__EXTRACT__.

● ● ● ●

Does $\frac{d^2x}{dt^2}=-Axe^{-x^2/2}$ have an elementary solution?

Question

I'm trying to find a solution to the following differential equation: $$ \frac{d^2x}{dt^2}=-Axe^{-x^2/2} $$ Or better yet if I can find some function $\xi(x)$ such that $$ \frac{d^2\xi}{dt^2}=-B\xi. $$ Somehow, $x(t)$ is supposed to be periodic (how would I know that in general, or maybe it's just from my inital conditions) and I'd like to map it onto a function $\xi(x)$ that is sinusoidal in time. I'm obviously not a math person, so what are some resources I can look into for doing something like this? (if it is even possible, analytically I mean...)

Is there away to get $\xi(x)$ directly, or would I just have to solve the first differential equation, hope there is some sinusoidal term in there and try to factor that out? Everything is real.

● ● ● ●

__Records from a pointing dataset__.
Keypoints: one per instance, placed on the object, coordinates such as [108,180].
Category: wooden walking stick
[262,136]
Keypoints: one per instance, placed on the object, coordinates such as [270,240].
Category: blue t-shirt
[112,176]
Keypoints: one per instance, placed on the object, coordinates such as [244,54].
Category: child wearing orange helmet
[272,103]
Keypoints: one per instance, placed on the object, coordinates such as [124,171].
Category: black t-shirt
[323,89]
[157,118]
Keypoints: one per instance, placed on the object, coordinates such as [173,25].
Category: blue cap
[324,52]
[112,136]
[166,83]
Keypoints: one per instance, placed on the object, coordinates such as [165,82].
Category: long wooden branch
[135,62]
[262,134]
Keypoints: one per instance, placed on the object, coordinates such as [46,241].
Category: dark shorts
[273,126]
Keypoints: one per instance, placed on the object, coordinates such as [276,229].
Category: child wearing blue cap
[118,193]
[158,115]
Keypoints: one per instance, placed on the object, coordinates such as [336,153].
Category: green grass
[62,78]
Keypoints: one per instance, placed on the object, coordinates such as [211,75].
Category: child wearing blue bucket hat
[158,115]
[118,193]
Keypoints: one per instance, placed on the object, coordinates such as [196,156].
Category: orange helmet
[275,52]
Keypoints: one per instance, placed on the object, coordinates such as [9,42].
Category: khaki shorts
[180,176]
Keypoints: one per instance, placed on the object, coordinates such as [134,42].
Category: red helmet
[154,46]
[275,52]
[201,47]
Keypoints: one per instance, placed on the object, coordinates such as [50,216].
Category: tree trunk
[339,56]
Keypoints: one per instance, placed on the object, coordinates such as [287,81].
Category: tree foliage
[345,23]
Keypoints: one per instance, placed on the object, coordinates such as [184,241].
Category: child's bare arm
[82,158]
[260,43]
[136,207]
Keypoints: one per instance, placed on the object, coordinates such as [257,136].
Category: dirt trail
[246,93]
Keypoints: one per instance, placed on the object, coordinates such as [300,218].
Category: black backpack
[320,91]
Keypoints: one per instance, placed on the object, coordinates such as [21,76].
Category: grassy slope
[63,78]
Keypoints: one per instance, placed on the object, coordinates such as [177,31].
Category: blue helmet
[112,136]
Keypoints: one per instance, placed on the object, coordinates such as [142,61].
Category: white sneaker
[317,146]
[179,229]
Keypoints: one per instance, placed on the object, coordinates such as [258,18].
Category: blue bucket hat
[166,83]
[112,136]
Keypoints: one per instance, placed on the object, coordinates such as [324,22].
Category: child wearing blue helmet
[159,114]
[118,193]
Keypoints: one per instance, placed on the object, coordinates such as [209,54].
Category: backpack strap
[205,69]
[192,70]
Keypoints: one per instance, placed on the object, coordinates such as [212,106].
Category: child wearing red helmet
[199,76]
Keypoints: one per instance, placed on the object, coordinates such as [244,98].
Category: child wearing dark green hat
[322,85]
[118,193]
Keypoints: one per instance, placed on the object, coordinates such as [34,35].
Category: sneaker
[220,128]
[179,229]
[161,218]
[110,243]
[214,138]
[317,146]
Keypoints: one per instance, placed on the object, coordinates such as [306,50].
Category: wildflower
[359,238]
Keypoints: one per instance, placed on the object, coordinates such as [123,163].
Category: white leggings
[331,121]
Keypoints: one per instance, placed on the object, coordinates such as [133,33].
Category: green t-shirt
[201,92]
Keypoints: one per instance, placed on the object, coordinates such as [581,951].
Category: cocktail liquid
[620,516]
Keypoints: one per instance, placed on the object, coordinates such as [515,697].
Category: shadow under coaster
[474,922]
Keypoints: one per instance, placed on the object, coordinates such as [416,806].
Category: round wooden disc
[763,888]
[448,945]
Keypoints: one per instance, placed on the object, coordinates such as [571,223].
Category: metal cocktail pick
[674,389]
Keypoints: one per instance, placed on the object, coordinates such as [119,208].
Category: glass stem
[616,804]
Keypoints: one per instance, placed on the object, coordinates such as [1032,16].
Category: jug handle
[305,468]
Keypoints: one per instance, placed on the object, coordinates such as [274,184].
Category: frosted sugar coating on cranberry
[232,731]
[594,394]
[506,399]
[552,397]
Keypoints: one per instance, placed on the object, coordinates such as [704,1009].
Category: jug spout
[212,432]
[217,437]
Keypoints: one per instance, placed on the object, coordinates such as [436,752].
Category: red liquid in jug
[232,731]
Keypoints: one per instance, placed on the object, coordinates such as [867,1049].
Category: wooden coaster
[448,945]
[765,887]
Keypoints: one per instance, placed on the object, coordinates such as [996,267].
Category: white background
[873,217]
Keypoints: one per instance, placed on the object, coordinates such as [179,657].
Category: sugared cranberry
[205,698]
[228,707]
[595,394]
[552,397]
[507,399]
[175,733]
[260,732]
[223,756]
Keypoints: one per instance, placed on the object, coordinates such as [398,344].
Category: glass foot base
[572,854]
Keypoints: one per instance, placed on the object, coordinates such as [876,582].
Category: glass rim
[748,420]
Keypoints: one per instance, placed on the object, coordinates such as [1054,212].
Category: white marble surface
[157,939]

● ● ● ●

__TASK LIST__.
A. Condense the paragraph of the differential-equation question that begins "I'm trying to find a solution" into a short list that keeps its main facts.
B. Proceed with the differential-equation question, starting after its final sentence.
The listing has no role in this work.

__RESPONSES PER TASK__.
A.
- The writer wants to solve $\frac{d^2x}{dt^2}=-Axe^{-x^2/2}$.
- Better still, they want a function $\xi(x)$ such that $\frac{d^2\xi}{dt^2}=-B\xi$.
- $x(t)$ is supposed to be periodic. The writer is unsure how this would be known in general, or whether it comes only from the initial conditions.
- The aim is to map $x(t)$ onto a function $\xi(x)$ that is sinusoidal in time.
- The writer says they are not a math person and asks for resources on doing this, if it is possible analytically.

B.
Edit: Notice that $\xi(t)=D\sin(\omega t+\phi)$, where $\omega=\sqrt{B}$ and $D,\phi$ are some horrendous mixture of constants. According to @Aryadeva's answer below, $$ \frac{dx}{dt}=\sqrt{C+2Ae^{-x^2/2}}. $$ Then, the $x$ derivative of the transformation $\xi(x)$ is \begin{align*} \frac{d\xi}{dx}&=\frac{d\xi}{dt}\frac{dt}{dx}=\frac{d\xi}{dt}\left(\frac{dx}{dt}\right)^{-1}\\ &=\frac{\omega D\cos{(\omega t+\phi)}}{\sqrt{C+2Ae^{-x^2/2}}}. \end{align*} It follows that \begin{align*} \xi(x)=\omega D\cos{(\omega t+\phi)}\int_{x_{0}}^{x}\frac{dq}{\sqrt{C+2Ae^{-q^2/2}}}+E. \end{align*} Or maybe if we wanted to get rid of that pesky looking time dependence, everyone's favorite trig identity implies \begin{align*} D^2\cos^2(\omega t+\phi)&=D^2(1-\sin^2(\omega t+\phi))\\&=D^2-\xi(x)^2 \end{align*} so returning a few steps above, \begin{align*} \frac{d\xi}{dx} &=\frac{\omega D\cos{(\omega t+\phi)}}{\sqrt{C+2Ae^{-x^2/2}}}\\&=\omega\frac{\sqrt{D^2-\xi(x)^2}}{\sqrt{C+2Ae^{-x^2/2}}} \end{align*} which returns the separable \begin{align*} \int\frac{d\xi}{\sqrt{D^2-\xi^2}} =\int\frac{\omega dx}{\sqrt{C+2Ae^{-x^2/2}}}. \end{align*} I don't know if I want to get into those inverse tangents to find out for sure (at least not now), but maybe there's a way to isolate $\xi(x)$ through this whole mess and solve this numerically.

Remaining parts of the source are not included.